(Saved entries)
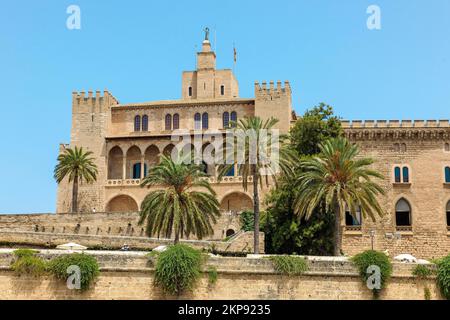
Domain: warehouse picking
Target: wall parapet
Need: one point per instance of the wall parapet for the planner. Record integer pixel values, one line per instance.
(356, 124)
(129, 275)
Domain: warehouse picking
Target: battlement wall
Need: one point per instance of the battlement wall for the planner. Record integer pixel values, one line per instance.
(395, 124)
(262, 89)
(130, 275)
(80, 99)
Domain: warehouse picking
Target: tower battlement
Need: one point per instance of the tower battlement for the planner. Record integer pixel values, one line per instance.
(354, 124)
(81, 100)
(272, 89)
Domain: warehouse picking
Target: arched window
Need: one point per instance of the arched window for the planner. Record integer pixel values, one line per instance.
(204, 167)
(230, 232)
(205, 120)
(176, 121)
(353, 220)
(233, 119)
(398, 175)
(230, 172)
(447, 209)
(402, 213)
(144, 123)
(137, 123)
(197, 121)
(168, 122)
(137, 170)
(226, 119)
(447, 174)
(405, 175)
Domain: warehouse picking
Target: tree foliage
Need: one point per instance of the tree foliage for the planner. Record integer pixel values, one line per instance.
(285, 232)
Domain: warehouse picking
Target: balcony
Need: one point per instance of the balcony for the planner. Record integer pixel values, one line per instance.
(137, 182)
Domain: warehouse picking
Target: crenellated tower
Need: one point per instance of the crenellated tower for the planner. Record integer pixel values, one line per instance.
(274, 101)
(90, 118)
(207, 82)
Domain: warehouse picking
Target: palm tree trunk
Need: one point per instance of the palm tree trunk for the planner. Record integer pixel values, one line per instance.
(75, 194)
(256, 210)
(337, 230)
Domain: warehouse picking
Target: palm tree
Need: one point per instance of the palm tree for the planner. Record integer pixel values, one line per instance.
(178, 207)
(337, 178)
(256, 162)
(78, 166)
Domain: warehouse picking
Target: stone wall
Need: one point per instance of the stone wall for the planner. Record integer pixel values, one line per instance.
(100, 224)
(130, 276)
(420, 146)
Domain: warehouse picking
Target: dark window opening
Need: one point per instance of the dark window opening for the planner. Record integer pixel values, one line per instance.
(176, 121)
(226, 119)
(405, 174)
(448, 214)
(137, 123)
(137, 171)
(447, 174)
(353, 220)
(402, 213)
(229, 232)
(145, 123)
(397, 174)
(233, 119)
(205, 121)
(197, 121)
(168, 121)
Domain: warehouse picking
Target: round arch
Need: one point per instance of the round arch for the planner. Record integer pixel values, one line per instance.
(122, 203)
(236, 201)
(115, 163)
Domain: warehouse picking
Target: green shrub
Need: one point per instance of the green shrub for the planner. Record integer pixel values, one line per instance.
(368, 258)
(443, 276)
(247, 220)
(212, 275)
(26, 262)
(88, 266)
(178, 268)
(19, 253)
(422, 271)
(289, 265)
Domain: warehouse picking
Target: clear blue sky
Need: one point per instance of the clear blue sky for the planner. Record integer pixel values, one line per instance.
(138, 49)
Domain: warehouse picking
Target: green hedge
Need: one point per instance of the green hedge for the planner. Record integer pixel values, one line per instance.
(289, 265)
(27, 263)
(178, 268)
(443, 276)
(88, 267)
(368, 258)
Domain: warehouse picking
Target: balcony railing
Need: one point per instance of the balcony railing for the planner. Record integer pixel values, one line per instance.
(137, 182)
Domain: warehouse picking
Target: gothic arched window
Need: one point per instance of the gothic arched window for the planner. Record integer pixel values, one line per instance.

What is needed:
Reproduce the whole listing word for word, setting aside any pictures.

Written solution:
Domain: warehouse picking
Target: wall parapet
Need: one point per instance of the wall parapet for the planner. Record integer pixel values, one line per instance.
(356, 124)
(129, 275)
Domain: warehouse picking
Target: battlement wall
Need: one point per instance of the battlement wall for the planner. Record integer pixel values, one line per instance.
(395, 124)
(262, 89)
(130, 275)
(80, 99)
Domain: warehouse picking
Target: tower battlement
Need: one point per instance of the tower battlement for the planner. Record integer pixel values, one line per instance.
(354, 124)
(81, 100)
(272, 89)
Domain: warehouse picking
Target: arched window
Need: one point per instance of the arched window for the planner. Record integer pixel values, one line per instance.
(204, 167)
(230, 232)
(205, 120)
(176, 121)
(353, 220)
(233, 119)
(398, 175)
(230, 172)
(447, 209)
(402, 213)
(144, 123)
(137, 123)
(197, 121)
(168, 122)
(137, 170)
(226, 119)
(447, 174)
(405, 175)
Domain: warehouse picking
Target: tree foliage
Need: one point per instance of the tree foliage for the planner. Record integer pixel values, one line per instance.
(285, 232)
Domain: warehouse picking
Target: balcony
Need: one point per instance of the balcony for the planner. Record integer pixel values, one line per instance.
(137, 182)
Domain: warehouse picking
Target: crenellated tower
Need: one point per instance of the crenellated tower for the planner. Record integer pixel values, one line per instance.
(274, 101)
(90, 118)
(207, 82)
Domain: warehouse picking
Target: palm tree trunk
Need: one point per instance of the palm tree trunk for the planner. Record integer pixel values, one line per instance.
(75, 194)
(256, 210)
(337, 230)
Domain: warehouse picking
Target: palm tree
Need: one point per instance of the palm tree for the planner. Record integer pixel values, one line per instance.
(178, 207)
(337, 178)
(256, 162)
(78, 166)
Domain: warehouse picking
Target: stone wall
Need: one point per instance of the stone wall for the planner. Record integer pixel values, one line per instance.
(100, 224)
(130, 276)
(420, 146)
Domain: warehouse picking
Target: dark window opening
Need: one point per instance of the dark window opening for the planner. Record integer pixel values, one line per instance.
(176, 121)
(226, 119)
(405, 174)
(448, 214)
(137, 123)
(137, 171)
(447, 174)
(353, 220)
(402, 213)
(229, 232)
(145, 123)
(397, 174)
(233, 119)
(205, 121)
(197, 121)
(168, 121)
Domain: warehouse picking
Target: round arch
Need: one point per instance of the round arch for the planner. Record integer pixel values, one line per instance.
(122, 203)
(236, 201)
(115, 163)
Domain: warehouse picking
Target: green shrub
Need: one point per instance of the green shrub for the planner. Record integer pixel values, one line per instance.
(368, 258)
(443, 276)
(247, 220)
(212, 275)
(26, 262)
(88, 266)
(178, 268)
(19, 253)
(422, 271)
(289, 265)
Domain: warehouse picking
Target: clear blue sky
Need: one point per instance of the clear blue sky for the planner. Record integer pixel values, one line per instance.
(138, 49)
Domain: warehouse picking
Target: green hedge
Need: one point per instance of the green hedge for the planner. Record integer pixel values, one line per instance.
(289, 265)
(27, 263)
(178, 268)
(443, 276)
(88, 267)
(368, 258)
Domain: warehouse picking
Target: balcony railing
Need: one point per instance of the balcony railing for the planner. Record integer pixel values, one line per instance.
(137, 182)
Domain: warehouse picking
Target: gothic arched window
Need: one point per instance of the gothic arched window for the planner. Record integer pixel values, one line per instance.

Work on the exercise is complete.